"Why can't you just move on?" - Myth Busting 101, V1
- SURVIVORS RISE
- Aug 24, 2024
- 4 min read
There is no timeline on healing from sexual violence. And on top of not needing a reason for that to be true, there also are neurobiological reasons for that.
"If it's been eight years, what could they possibly need now?"
"It's been two years, how is she still crying about this?"
"How long are you going to keep talking about this until you just let it go?"
"Ignore her, she brings this up all the time and she just won't move on."
As the founder of this nonprofit, I have heard the above statements exactly as they are written in multiple settings- professional, personal, and out and about just living my life. These statements have come up in multiple situations where there was a major lack of understanding about trauma from people who confided in their loved ones or trusted professionals in their field, and they were failed.
Sexual violence is a traumatic experience, and it is normal and expected to have a traumatic response. This is a completely normal and human response to a situation that shakes the survivor-victim's sense of safety and overall perception of the world around them. There is no timeline on healing from an incident that permanently disrupts the way you exist in and experience the world around you and the people that you interact with.
Moving forward is possible, but it commonly takes time, patience, a lot of trial and error than we often see that grace is given for, and a deep understanding that although things will never be as they were, there are still ways of finding meaning in life after this violence.
Our team and our model is not based on initial crisis response. We see our community partners doing this challenging and important work, and we know that there are systems in place who will be there for immediate needs (although we will be sharing our curated resources shortly).
What our team does is short-to-long-term recovery and wellness as a healing model, in community, so that survivors have access to healing modalities in many ways and can enjoy them in community who understand, so that they never have to face what someone did to them in isolation again.
The reason that we keep our programs open to survivors at any stage in their healing journey, whether it be 3 days, 3 months, 3 years, or 30 years from what they went through to today is because we know that life changes and new perspectives can also change the way they view their trauma and experiences. This is where some understanding of the neurobiology of trauma can help. For example, we know that moms who have a child that becomes the age that the mom was assaulted at can bring on new feelings of pain and grief that need a space to work through. We also know that moving to a new place, starting a new job, having a new date, making a new friend- all of these things, depending on your own personal experience- can bring up feelings around past traumas, and we are here to hold space for that, wherever you may be on your journey. It can be 8 years, 2 years, or 30+ years later and we will be there. We know that these experiences become a part of us in a way that only survivor-victims can truly express, and we are here to hold space for you and your loved ones at any point along the way.

Referring expression material
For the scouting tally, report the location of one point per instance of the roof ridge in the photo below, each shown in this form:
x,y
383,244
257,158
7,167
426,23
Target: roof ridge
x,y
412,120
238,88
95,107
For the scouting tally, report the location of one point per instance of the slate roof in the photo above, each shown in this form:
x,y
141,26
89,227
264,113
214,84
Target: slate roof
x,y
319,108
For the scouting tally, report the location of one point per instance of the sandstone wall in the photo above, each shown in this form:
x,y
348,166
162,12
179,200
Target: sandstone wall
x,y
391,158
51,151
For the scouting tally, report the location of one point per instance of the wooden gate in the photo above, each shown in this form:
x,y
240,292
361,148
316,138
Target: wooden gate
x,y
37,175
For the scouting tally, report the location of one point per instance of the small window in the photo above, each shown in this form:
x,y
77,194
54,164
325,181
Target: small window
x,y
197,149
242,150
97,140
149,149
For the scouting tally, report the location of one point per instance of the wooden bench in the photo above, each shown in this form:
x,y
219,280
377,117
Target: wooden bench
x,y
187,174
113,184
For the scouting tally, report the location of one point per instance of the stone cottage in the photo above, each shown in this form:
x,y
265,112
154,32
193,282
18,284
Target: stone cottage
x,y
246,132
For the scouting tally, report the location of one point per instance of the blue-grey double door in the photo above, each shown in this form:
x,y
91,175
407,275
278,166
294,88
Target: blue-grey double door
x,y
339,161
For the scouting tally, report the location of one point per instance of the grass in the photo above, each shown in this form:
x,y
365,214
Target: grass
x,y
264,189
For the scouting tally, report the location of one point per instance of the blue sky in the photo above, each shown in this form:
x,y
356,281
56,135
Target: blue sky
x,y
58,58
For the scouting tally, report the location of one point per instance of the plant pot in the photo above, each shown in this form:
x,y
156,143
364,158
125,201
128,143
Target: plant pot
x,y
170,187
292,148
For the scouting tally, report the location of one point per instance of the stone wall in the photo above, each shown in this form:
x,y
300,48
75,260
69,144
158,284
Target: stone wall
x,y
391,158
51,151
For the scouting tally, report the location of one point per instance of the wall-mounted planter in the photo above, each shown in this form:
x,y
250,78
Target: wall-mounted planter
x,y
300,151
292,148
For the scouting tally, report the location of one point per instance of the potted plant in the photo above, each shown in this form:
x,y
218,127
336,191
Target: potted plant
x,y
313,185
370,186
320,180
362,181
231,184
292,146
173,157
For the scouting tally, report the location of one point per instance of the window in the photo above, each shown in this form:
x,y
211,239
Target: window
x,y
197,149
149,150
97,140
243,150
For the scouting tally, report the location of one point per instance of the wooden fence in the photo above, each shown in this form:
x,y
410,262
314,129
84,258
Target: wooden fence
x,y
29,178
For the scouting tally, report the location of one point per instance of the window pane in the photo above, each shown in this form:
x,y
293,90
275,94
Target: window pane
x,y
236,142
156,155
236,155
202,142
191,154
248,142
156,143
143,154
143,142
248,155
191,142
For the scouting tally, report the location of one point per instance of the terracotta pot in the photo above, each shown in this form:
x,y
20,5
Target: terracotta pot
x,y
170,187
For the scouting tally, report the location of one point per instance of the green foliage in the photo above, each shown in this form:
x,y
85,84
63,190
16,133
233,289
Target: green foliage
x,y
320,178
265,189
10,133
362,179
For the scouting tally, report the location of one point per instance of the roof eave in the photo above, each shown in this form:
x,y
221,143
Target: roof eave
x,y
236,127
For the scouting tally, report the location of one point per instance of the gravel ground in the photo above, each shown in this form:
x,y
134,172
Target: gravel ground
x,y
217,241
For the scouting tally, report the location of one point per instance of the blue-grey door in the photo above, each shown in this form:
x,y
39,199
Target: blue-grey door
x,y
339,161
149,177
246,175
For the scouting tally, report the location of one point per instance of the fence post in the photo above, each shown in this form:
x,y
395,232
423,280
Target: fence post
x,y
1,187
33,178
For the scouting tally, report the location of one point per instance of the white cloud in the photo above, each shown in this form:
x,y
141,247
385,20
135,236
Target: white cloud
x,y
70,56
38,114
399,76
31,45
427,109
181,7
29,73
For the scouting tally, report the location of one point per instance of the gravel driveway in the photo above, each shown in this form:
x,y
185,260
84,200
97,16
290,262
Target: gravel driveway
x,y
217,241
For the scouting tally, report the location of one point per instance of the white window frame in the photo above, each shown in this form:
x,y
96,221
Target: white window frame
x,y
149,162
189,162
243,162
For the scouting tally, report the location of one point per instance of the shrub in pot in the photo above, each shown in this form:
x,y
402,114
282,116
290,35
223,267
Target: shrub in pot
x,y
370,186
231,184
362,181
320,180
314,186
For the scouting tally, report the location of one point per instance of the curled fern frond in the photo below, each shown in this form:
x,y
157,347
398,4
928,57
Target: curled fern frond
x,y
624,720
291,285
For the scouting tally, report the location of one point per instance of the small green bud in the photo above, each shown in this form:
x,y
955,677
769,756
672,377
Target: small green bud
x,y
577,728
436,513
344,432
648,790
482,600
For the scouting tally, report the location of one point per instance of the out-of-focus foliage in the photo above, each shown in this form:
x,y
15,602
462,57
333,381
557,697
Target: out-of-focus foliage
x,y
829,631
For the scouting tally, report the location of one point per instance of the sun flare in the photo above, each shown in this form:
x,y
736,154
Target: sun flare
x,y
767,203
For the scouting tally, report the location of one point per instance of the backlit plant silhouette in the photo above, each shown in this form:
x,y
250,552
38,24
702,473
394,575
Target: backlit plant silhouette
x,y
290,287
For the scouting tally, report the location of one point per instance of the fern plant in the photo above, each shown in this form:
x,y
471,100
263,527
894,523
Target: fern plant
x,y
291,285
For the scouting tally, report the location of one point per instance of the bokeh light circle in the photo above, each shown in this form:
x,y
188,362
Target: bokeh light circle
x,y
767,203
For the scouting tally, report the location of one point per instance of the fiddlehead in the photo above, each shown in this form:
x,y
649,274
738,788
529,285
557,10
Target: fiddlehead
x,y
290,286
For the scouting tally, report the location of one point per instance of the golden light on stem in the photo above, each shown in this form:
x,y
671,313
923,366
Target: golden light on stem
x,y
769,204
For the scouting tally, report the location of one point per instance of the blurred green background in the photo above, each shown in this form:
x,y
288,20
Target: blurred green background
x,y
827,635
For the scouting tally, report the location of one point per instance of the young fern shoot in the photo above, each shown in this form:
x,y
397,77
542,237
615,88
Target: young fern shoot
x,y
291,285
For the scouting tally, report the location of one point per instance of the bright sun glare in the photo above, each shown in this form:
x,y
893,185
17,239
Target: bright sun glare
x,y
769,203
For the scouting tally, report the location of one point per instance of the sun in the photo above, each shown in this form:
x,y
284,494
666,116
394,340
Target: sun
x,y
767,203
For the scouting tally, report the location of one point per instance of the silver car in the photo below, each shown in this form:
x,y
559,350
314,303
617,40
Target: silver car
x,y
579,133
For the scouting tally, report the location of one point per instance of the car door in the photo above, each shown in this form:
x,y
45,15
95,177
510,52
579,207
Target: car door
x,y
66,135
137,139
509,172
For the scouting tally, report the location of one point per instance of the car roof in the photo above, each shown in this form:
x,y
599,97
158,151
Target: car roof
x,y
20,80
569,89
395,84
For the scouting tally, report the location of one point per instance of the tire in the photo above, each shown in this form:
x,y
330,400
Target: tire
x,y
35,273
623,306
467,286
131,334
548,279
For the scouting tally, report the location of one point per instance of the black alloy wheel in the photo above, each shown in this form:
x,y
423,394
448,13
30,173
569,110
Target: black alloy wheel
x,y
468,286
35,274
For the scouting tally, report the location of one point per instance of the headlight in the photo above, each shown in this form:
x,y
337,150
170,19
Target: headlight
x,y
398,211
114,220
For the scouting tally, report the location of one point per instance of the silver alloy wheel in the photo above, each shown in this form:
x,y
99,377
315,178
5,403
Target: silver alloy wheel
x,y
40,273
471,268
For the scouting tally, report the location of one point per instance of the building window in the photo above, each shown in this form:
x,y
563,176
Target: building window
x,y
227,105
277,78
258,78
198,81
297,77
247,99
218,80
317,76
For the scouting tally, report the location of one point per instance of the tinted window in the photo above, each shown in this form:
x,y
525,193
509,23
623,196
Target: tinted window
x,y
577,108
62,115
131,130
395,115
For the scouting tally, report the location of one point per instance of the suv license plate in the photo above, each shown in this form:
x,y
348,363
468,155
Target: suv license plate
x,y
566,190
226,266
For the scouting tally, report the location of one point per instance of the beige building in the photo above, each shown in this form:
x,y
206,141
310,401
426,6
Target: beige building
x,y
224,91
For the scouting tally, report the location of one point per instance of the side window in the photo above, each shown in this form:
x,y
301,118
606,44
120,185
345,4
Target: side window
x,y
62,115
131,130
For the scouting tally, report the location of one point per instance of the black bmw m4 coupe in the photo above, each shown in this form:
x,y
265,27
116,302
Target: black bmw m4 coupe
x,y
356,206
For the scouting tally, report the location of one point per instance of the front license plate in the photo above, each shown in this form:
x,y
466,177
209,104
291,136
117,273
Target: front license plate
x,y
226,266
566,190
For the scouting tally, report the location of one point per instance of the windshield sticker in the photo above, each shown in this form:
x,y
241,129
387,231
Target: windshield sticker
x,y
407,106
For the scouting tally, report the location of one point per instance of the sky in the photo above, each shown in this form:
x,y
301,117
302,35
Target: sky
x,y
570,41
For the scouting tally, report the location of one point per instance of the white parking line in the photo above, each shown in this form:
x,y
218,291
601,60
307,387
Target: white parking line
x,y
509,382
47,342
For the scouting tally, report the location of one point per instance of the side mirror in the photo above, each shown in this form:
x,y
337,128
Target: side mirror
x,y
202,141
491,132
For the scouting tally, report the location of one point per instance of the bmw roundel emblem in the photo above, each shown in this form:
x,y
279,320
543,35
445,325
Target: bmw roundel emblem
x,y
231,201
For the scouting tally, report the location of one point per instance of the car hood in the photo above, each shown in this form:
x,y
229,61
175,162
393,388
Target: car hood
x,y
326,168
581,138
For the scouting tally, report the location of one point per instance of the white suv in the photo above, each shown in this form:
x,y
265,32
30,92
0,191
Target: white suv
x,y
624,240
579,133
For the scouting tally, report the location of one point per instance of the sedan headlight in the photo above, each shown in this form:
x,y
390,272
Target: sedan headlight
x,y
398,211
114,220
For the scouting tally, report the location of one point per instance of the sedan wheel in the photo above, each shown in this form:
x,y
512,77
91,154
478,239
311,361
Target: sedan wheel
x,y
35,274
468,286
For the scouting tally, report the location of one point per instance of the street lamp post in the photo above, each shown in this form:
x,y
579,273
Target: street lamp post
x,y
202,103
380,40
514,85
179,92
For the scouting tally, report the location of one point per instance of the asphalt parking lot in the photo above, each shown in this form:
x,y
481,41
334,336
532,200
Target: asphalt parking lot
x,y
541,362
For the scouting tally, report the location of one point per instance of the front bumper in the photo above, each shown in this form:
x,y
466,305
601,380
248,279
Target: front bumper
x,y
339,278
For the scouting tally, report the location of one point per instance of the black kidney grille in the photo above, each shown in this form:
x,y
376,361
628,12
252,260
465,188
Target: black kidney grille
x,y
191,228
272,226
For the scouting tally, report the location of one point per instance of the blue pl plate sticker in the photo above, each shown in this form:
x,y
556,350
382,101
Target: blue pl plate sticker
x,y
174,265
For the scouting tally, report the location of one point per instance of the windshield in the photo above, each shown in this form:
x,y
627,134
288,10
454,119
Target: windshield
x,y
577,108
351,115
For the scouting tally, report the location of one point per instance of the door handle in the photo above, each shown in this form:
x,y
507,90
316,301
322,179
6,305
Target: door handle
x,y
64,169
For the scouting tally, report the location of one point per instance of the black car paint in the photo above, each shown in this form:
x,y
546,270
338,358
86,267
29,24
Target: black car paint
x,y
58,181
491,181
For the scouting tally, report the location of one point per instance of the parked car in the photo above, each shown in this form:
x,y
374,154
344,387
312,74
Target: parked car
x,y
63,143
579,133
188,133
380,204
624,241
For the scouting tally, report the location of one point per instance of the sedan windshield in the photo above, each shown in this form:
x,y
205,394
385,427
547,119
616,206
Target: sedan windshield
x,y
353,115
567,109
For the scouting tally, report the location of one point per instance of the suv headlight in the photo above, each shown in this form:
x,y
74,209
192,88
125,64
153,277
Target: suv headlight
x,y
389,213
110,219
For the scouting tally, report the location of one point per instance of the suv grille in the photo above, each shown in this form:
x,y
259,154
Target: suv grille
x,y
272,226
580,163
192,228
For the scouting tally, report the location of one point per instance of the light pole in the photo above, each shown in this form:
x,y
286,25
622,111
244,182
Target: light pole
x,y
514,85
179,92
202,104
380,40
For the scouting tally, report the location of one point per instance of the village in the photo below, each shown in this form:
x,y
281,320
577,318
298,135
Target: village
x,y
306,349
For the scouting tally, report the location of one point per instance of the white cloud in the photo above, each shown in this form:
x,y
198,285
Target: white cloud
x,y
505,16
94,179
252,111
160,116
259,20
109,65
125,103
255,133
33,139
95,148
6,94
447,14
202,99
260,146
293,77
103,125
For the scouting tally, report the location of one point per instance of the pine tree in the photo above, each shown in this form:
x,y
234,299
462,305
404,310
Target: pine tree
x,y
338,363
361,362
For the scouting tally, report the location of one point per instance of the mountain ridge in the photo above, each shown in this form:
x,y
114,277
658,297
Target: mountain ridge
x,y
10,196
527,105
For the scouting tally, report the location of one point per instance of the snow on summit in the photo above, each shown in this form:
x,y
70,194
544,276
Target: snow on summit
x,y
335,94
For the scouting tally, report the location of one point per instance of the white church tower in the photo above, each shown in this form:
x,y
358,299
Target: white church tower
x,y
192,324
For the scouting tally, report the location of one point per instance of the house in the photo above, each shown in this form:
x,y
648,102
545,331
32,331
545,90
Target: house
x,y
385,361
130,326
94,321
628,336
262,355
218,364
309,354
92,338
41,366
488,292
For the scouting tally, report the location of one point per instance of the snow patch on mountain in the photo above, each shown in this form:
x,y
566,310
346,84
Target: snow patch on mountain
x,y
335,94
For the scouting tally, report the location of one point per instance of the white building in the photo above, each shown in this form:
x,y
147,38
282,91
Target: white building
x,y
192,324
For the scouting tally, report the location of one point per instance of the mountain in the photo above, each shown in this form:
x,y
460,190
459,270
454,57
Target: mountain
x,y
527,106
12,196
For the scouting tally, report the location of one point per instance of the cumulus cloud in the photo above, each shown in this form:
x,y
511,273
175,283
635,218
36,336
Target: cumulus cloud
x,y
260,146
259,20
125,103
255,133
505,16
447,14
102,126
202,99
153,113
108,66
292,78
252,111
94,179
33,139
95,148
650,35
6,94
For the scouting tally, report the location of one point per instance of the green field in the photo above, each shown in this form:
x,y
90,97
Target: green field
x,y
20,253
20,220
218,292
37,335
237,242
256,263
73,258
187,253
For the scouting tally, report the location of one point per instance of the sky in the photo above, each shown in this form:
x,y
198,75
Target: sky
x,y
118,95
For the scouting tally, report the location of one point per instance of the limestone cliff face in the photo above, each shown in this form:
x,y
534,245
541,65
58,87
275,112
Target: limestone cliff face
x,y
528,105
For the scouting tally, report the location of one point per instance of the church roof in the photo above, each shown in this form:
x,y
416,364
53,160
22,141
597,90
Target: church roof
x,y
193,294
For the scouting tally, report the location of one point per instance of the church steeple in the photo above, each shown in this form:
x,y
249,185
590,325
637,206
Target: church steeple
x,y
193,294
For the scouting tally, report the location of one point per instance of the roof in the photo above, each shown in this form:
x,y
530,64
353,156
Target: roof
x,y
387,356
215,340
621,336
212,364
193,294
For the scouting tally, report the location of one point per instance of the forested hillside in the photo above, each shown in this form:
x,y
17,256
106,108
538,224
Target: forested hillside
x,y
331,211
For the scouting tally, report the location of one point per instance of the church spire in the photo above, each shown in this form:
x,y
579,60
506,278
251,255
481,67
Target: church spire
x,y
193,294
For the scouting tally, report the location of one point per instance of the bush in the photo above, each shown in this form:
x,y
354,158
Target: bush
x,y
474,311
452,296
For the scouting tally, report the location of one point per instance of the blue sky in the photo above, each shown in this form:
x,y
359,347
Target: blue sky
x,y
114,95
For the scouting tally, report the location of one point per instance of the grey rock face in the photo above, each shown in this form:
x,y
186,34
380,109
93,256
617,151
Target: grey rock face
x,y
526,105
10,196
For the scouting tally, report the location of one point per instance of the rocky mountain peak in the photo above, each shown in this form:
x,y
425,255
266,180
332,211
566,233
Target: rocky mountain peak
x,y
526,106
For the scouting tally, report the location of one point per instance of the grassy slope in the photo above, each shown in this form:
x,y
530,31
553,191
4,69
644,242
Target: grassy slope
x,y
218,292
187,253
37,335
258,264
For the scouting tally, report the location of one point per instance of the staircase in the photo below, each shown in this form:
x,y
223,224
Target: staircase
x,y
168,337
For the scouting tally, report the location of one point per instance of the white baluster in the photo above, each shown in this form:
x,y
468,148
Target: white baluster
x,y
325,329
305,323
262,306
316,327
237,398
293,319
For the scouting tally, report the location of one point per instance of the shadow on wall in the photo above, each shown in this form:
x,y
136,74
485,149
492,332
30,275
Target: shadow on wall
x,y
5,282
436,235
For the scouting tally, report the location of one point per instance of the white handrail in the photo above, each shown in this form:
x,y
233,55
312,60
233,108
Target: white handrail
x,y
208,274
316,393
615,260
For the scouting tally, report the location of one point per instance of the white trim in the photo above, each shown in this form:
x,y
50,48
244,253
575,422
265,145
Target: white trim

• _Task set_
- A) In the post about healing from sexual violence, what is the team's model not based on?
- B) Copy out the part of the post about healing from sexual violence that opens with the words containing "Moving forward is" and closes with "in isolation again.".
- C) Pick up the post about healing from sexual violence after its final sentence and carry it on.

• _Results for each task_
- A) Initial crisis response.

- B)
Moving forward is possible, but it commonly takes time, patience, a lot of trial and error than we often see that grace is given for, and a deep understanding that although things will never be as they were, there are still ways of finding meaning in life after this violence.
Our team and our model is not based on initial crisis response. We see our community partners doing this challenging and important work, and we know that there are systems in place who will be there for immediate needs (although we will be sharing our curated resources shortly).
What our team does is short-to-long-term recovery and wellness as a healing model, in community, so that survivors have access to healing modalities in many ways and can enjoy them in community who understand, so that they never have to face what someone did to them in isolation again.

- C)
Additionally, we know that many survivors in the early stages may feel embarrassment, shame, or any number of feelings about being associated with a sexual assault agency. We keep our services open to anyone who supports the cause for this reason- no one who walks through our doors will ever be asked to identify why they are there. It is your choice to share or not share, and no one will ever pressure you to do so. We rarely ever even ask unless it's during our support circle, where you are welcome to listen rather than speak. Our activities are open to all, and you will be amazed at the kindness projected from all who attend without every saying a word. We know that normalcy is part of the healing process, and we offer normalcy with a community who just gets it.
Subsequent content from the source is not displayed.